═══ INPUT RECORDS ═══
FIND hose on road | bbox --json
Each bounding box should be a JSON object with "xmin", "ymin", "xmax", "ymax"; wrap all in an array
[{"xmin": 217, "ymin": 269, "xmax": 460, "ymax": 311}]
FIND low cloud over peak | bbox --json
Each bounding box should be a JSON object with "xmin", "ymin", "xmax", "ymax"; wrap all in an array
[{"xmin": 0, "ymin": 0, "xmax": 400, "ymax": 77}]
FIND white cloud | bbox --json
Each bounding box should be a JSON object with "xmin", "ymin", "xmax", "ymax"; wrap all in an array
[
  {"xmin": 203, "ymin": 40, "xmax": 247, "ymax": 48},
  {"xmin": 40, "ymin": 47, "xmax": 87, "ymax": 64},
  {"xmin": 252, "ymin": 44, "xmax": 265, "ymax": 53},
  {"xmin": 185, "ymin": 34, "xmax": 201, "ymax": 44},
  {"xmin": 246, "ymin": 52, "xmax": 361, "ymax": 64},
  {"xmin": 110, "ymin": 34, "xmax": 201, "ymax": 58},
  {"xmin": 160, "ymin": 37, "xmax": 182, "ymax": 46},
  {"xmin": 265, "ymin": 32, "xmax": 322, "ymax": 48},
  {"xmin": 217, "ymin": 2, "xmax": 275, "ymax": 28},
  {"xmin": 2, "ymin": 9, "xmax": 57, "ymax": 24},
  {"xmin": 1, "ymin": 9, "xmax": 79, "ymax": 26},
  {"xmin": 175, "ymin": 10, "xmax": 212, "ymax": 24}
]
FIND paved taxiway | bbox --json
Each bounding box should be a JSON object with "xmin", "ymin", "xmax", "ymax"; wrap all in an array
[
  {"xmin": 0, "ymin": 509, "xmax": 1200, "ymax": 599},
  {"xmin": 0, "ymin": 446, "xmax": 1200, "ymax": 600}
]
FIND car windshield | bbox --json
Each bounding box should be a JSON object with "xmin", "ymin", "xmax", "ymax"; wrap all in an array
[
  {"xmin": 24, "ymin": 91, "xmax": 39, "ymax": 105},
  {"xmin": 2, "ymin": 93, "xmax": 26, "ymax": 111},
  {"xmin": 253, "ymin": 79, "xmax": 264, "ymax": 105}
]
═══
▸ TASK INSTRUCTIONS
Please rewrite everything from the line containing "FIND paved taxiway | bbox --json" down to the end of the records, replacing "windshield" with "windscreen" and changing nothing else.

▸ ANSWER BELOW
FIND paved taxiway | bbox --json
Each bounding box should be a JSON object with "xmin", "ymin", "xmax", "ymax"; wrap all in an array
[
  {"xmin": 0, "ymin": 509, "xmax": 1200, "ymax": 599},
  {"xmin": 0, "ymin": 446, "xmax": 1200, "ymax": 600}
]
FIND car windscreen | bbox --json
Each bounding box should be a JSON object with "xmin", "ymin", "xmax", "ymax"; wrap all in an array
[
  {"xmin": 24, "ymin": 91, "xmax": 39, "ymax": 105},
  {"xmin": 2, "ymin": 93, "xmax": 26, "ymax": 111},
  {"xmin": 253, "ymin": 79, "xmax": 264, "ymax": 105}
]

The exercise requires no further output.